* [Jobs]
(1) According to the Washington Street passage, what must long-standing businesses along the corridor do under the plan?
(2) Return, word for word, the part of the Washington Street passage from "MnDOT is willing" to "want to maintain.".

* [Passage shown]
• • •

Washington Street or Highway 210?
MnDOT is willing to compromise traffic flow — and spend $58 million in the process — to support big box stores and national chains in Baxter. When it comes to corporate subsidies on the highway strip, fighting congestion is part of the sales brochure, but there is no real commitment to it. Your time and tax dollars will be freely wasted if it helps justify keeping every access point and turning movement that those retailers want to maintain.
But once it gets into the historic city of Brainerd, MnDOT adopts the opposite approach. Washington Street — as residents know it — is Highway 210 to MnDOT. The Washington Street project, planned for a similar timeframe as the buttonhook, prioritizes moving traffic through the city over any business concerns. The plan removes parking, restricts turning movements, and forces long-standing businesses along the corridor to relocate their main entrances to the alley.
(Source: MnDOT.)

• • •

* [Data]
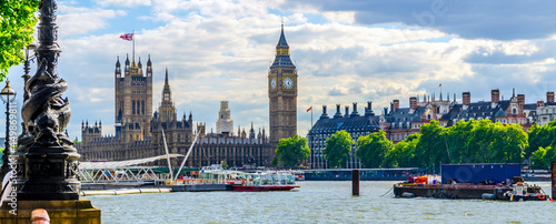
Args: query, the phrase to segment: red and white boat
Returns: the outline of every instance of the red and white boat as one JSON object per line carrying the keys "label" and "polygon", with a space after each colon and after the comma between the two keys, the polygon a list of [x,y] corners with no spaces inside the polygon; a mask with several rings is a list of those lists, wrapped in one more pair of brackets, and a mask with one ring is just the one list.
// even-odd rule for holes
{"label": "red and white boat", "polygon": [[299,187],[290,173],[246,173],[241,184],[232,184],[235,192],[289,191]]}

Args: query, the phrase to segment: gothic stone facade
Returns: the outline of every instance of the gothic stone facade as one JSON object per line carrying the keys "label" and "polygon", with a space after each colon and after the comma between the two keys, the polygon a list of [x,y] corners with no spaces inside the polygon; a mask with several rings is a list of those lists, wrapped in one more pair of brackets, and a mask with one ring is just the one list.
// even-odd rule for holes
{"label": "gothic stone facade", "polygon": [[297,70],[289,58],[289,45],[284,35],[284,24],[276,58],[268,72],[270,143],[297,133]]}
{"label": "gothic stone facade", "polygon": [[[141,63],[136,65],[126,60],[125,73],[121,74],[119,60],[116,63],[116,135],[102,135],[102,124],[81,125],[81,144],[78,151],[82,161],[121,161],[150,157],[166,154],[162,130],[169,153],[186,154],[193,139],[198,142],[192,147],[188,166],[203,166],[225,162],[231,166],[269,166],[274,156],[270,140],[265,130],[255,134],[251,124],[249,135],[238,126],[238,133],[208,133],[206,125],[193,129],[192,114],[178,120],[171,100],[171,91],[166,71],[162,101],[158,111],[151,114],[152,68],[149,58],[147,75],[142,75]],[[148,122],[146,122],[148,121]],[[180,161],[179,161],[180,162]],[[175,165],[178,161],[172,161]]]}

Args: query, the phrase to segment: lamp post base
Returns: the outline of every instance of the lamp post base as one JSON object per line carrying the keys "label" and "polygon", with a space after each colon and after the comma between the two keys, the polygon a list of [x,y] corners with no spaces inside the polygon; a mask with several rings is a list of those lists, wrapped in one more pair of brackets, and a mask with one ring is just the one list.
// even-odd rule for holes
{"label": "lamp post base", "polygon": [[[92,206],[91,202],[85,197],[69,201],[18,201],[17,215],[14,208],[8,202],[2,203],[0,207],[0,223],[20,224],[29,223],[31,212],[36,208],[43,208],[50,216],[50,223],[100,223],[100,210]],[[11,211],[11,212],[10,212]]]}

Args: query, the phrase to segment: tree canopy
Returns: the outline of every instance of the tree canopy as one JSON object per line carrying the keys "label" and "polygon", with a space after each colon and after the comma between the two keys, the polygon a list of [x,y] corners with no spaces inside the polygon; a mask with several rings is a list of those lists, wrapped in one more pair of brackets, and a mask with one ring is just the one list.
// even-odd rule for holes
{"label": "tree canopy", "polygon": [[[419,132],[398,142],[387,153],[389,164],[431,169],[439,163],[522,163],[529,149],[528,135],[519,124],[504,125],[490,120],[458,121],[449,128],[431,121]],[[539,132],[538,135],[547,134]],[[542,154],[536,156],[542,157]]]}
{"label": "tree canopy", "polygon": [[389,162],[388,153],[394,147],[391,141],[386,139],[384,131],[374,132],[357,140],[357,157],[363,165],[368,167],[386,167],[393,164]]}
{"label": "tree canopy", "polygon": [[281,162],[285,166],[297,166],[300,162],[309,157],[310,150],[307,144],[307,139],[295,135],[288,139],[281,139],[276,149],[276,157],[272,161],[277,166],[277,162]]}
{"label": "tree canopy", "polygon": [[326,140],[326,147],[322,149],[322,152],[330,167],[341,167],[351,152],[353,144],[351,136],[344,130],[334,133]]}
{"label": "tree canopy", "polygon": [[533,169],[549,169],[550,162],[556,161],[556,120],[547,125],[536,123],[529,129],[529,147]]}
{"label": "tree canopy", "polygon": [[33,40],[39,1],[0,1],[0,81],[8,75],[8,69],[22,62],[23,49]]}

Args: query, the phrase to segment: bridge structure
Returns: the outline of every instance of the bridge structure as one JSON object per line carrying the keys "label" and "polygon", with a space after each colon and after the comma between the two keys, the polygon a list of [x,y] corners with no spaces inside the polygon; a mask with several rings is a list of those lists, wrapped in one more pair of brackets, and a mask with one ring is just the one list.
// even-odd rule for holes
{"label": "bridge structure", "polygon": [[166,180],[171,180],[169,173],[160,172],[160,170],[166,167],[146,166],[143,164],[180,156],[183,155],[167,154],[113,162],[80,162],[79,177],[81,180],[81,187],[93,190],[161,184]]}

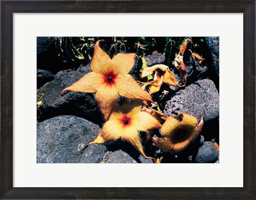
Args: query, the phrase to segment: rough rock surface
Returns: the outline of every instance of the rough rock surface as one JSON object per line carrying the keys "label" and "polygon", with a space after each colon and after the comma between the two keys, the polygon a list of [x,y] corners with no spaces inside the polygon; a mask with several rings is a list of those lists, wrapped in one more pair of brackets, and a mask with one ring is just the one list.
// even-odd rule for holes
{"label": "rough rock surface", "polygon": [[179,91],[165,103],[164,114],[175,116],[181,113],[192,115],[199,121],[205,114],[205,122],[218,119],[219,115],[219,93],[209,79],[198,81]]}
{"label": "rough rock surface", "polygon": [[152,54],[145,56],[148,66],[150,67],[157,64],[162,64],[165,60],[164,53],[162,54],[157,51],[153,51]]}
{"label": "rough rock surface", "polygon": [[214,163],[219,157],[219,150],[212,142],[204,142],[195,158],[197,163]]}
{"label": "rough rock surface", "polygon": [[[107,147],[109,154],[106,163],[153,163],[151,159],[146,158],[132,145],[122,140],[110,143]],[[152,155],[145,153],[148,156]]]}
{"label": "rough rock surface", "polygon": [[100,163],[107,148],[86,146],[101,131],[98,125],[74,116],[59,116],[37,125],[38,163]]}
{"label": "rough rock surface", "polygon": [[54,75],[51,71],[44,69],[36,70],[36,85],[37,88],[41,87],[44,84],[54,78]]}
{"label": "rough rock surface", "polygon": [[90,65],[77,70],[60,71],[54,79],[48,82],[37,91],[42,105],[37,109],[37,121],[42,121],[58,115],[74,115],[97,124],[103,122],[102,115],[92,93],[68,91],[61,94],[64,89],[91,71]]}
{"label": "rough rock surface", "polygon": [[61,61],[57,52],[55,37],[37,37],[37,68],[57,73]]}
{"label": "rough rock surface", "polygon": [[207,71],[207,67],[201,67],[197,61],[192,57],[189,51],[185,51],[183,60],[187,68],[186,73],[187,84],[193,83],[204,77],[204,75]]}
{"label": "rough rock surface", "polygon": [[132,157],[127,153],[122,150],[117,150],[109,153],[106,163],[153,163],[151,159],[146,158],[140,155],[138,157]]}
{"label": "rough rock surface", "polygon": [[211,65],[216,74],[219,75],[219,37],[206,37],[205,43],[210,51]]}

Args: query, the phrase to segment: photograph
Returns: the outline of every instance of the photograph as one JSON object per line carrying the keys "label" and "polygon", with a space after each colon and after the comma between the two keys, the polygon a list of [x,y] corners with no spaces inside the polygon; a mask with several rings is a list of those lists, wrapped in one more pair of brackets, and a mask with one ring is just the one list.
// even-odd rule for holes
{"label": "photograph", "polygon": [[36,42],[37,163],[221,162],[219,37]]}

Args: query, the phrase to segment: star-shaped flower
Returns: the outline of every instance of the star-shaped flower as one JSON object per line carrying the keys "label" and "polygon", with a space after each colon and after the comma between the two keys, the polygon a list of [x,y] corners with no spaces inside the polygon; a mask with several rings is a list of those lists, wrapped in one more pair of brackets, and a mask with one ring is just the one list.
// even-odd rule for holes
{"label": "star-shaped flower", "polygon": [[141,111],[139,101],[124,101],[122,105],[115,107],[109,119],[106,122],[96,139],[89,145],[101,143],[119,138],[131,143],[146,158],[138,134],[138,130],[147,131],[159,128],[161,124],[149,114]]}
{"label": "star-shaped flower", "polygon": [[170,116],[161,127],[164,137],[152,138],[153,142],[163,152],[172,152],[177,154],[186,148],[198,136],[204,124],[203,117],[197,124],[194,116],[181,113],[178,115],[182,119],[179,121]]}
{"label": "star-shaped flower", "polygon": [[91,63],[92,71],[61,92],[95,92],[94,97],[105,121],[108,120],[116,104],[118,94],[153,102],[148,93],[128,74],[134,65],[135,53],[119,53],[111,59],[100,47],[100,41],[95,45],[94,55]]}

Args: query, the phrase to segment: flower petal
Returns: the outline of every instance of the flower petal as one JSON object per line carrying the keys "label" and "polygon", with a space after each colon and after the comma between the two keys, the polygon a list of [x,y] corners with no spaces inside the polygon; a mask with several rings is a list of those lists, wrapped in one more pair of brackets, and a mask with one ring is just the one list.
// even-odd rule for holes
{"label": "flower petal", "polygon": [[95,92],[99,90],[99,85],[102,84],[102,75],[92,71],[87,74],[70,86],[61,91],[66,91],[80,92]]}
{"label": "flower petal", "polygon": [[182,117],[180,122],[172,117],[166,118],[161,128],[164,138],[153,138],[153,142],[163,152],[172,150],[174,154],[179,153],[194,141],[201,131],[203,116],[197,126],[194,116],[185,113],[179,116]]}
{"label": "flower petal", "polygon": [[120,138],[122,131],[120,126],[114,121],[108,121],[103,125],[102,130],[96,139],[88,145],[102,143],[116,140]]}
{"label": "flower petal", "polygon": [[132,99],[124,101],[122,106],[120,106],[120,110],[124,114],[127,114],[129,116],[132,117],[138,114],[141,110],[141,101]]}
{"label": "flower petal", "polygon": [[197,119],[194,116],[186,113],[181,113],[178,116],[182,117],[181,123],[186,127],[194,129],[197,125]]}
{"label": "flower petal", "polygon": [[117,53],[111,60],[113,67],[120,73],[127,74],[134,65],[135,55],[135,53]]}
{"label": "flower petal", "polygon": [[167,117],[164,124],[162,126],[162,133],[164,136],[168,137],[179,125],[180,123],[180,122],[179,120],[172,116]]}
{"label": "flower petal", "polygon": [[138,130],[147,131],[150,129],[159,128],[161,124],[150,114],[142,111],[138,114],[135,126]]}
{"label": "flower petal", "polygon": [[114,107],[116,106],[118,94],[114,87],[101,86],[94,95],[96,100],[107,121]]}
{"label": "flower petal", "polygon": [[122,96],[153,102],[148,93],[143,90],[130,74],[122,76],[116,86],[118,94]]}
{"label": "flower petal", "polygon": [[112,67],[110,57],[100,47],[99,44],[100,41],[98,41],[95,44],[91,68],[93,71],[103,74],[111,70]]}
{"label": "flower petal", "polygon": [[172,146],[168,138],[152,138],[152,141],[156,147],[163,152],[168,152],[171,150]]}
{"label": "flower petal", "polygon": [[151,157],[147,156],[144,153],[138,130],[134,126],[131,126],[126,129],[125,132],[122,134],[121,138],[131,143],[145,158],[153,159]]}

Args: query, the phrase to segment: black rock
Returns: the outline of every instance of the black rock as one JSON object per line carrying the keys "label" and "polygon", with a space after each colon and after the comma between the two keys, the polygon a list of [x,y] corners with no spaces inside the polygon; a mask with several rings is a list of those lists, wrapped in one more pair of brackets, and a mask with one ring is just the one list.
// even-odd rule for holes
{"label": "black rock", "polygon": [[[135,159],[134,159],[135,158]],[[110,151],[106,163],[153,163],[151,159],[146,158],[140,155],[138,157],[134,158],[127,153],[119,149]]]}
{"label": "black rock", "polygon": [[[142,143],[142,145],[143,145]],[[130,143],[122,140],[117,140],[107,145],[109,155],[106,158],[107,163],[153,163],[151,159],[146,158]],[[147,146],[144,153],[152,157],[156,149],[152,147]]]}
{"label": "black rock", "polygon": [[206,37],[205,43],[210,51],[211,66],[218,76],[219,75],[219,37]]}
{"label": "black rock", "polygon": [[37,125],[38,163],[100,163],[107,148],[87,146],[101,131],[100,127],[82,118],[60,116]]}
{"label": "black rock", "polygon": [[36,44],[37,68],[58,71],[61,61],[57,52],[55,37],[37,37]]}
{"label": "black rock", "polygon": [[37,109],[37,121],[42,121],[59,115],[74,115],[100,124],[103,122],[98,103],[92,93],[67,92],[70,86],[85,74],[91,71],[90,65],[77,70],[59,72],[53,81],[48,82],[37,91],[37,95],[44,94],[42,106]]}
{"label": "black rock", "polygon": [[184,53],[183,61],[187,68],[186,85],[204,77],[207,70],[207,67],[200,66],[189,51],[186,51]]}
{"label": "black rock", "polygon": [[218,120],[219,115],[219,93],[213,82],[209,79],[197,81],[181,90],[167,101],[164,114],[173,116],[186,113],[199,121],[205,114],[205,122]]}
{"label": "black rock", "polygon": [[164,53],[162,54],[157,51],[153,51],[152,54],[144,56],[148,66],[150,67],[157,64],[162,64],[165,60]]}
{"label": "black rock", "polygon": [[212,142],[204,142],[195,158],[197,163],[214,163],[219,157],[219,150]]}
{"label": "black rock", "polygon": [[44,84],[54,78],[54,75],[51,72],[44,70],[36,70],[36,86],[37,88],[39,88]]}

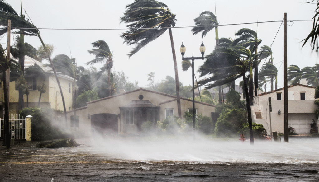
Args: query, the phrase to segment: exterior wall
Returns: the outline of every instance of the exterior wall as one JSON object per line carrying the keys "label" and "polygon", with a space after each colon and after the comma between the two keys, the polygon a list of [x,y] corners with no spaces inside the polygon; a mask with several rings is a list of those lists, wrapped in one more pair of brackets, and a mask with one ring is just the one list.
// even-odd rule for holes
{"label": "exterior wall", "polygon": [[[73,81],[62,76],[59,76],[58,78],[63,92],[66,110],[69,111],[72,109],[72,84]],[[49,98],[49,102],[50,103],[51,108],[54,109],[63,111],[62,98],[61,97],[61,94],[55,76],[54,75],[50,75],[48,79],[49,82],[49,88],[48,91],[48,92],[47,90],[47,92],[48,92],[48,94]],[[71,84],[71,93],[69,93],[69,83]],[[69,109],[69,108],[70,109]]]}

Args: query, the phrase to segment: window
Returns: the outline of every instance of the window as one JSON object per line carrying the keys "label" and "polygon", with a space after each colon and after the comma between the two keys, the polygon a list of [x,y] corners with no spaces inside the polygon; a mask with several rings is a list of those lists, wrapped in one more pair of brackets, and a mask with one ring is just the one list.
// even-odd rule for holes
{"label": "window", "polygon": [[277,93],[277,100],[281,100],[281,93]]}
{"label": "window", "polygon": [[157,122],[157,111],[155,110],[150,111],[150,121],[153,123]]}
{"label": "window", "polygon": [[174,115],[174,109],[165,109],[165,118]]}
{"label": "window", "polygon": [[124,113],[126,124],[128,125],[134,124],[134,112],[131,110],[126,110]]}
{"label": "window", "polygon": [[300,92],[300,100],[306,100],[306,92]]}
{"label": "window", "polygon": [[27,77],[26,84],[29,90],[37,90],[37,78],[36,77]]}
{"label": "window", "polygon": [[[193,108],[188,108],[188,112],[189,113],[190,113],[191,114],[193,114]],[[197,115],[197,108],[195,108],[195,115]]]}

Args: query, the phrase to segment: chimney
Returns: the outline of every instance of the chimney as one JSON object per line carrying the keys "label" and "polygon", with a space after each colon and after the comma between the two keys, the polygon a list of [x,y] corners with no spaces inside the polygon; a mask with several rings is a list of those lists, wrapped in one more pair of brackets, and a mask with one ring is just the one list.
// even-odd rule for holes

• • •

* [Final results]
(1) They must relocate their main entrances to the alley.

(2)
MnDOT is willing to compromise traffic flow — and spend $58 million in the process — to support big box stores and national chains in Baxter. When it comes to corporate subsidies on the highway strip, fighting congestion is part of the sales brochure, but there is no real commitment to it. Your time and tax dollars will be freely wasted if it helps justify keeping every access point and turning movement that those retailers want to maintain.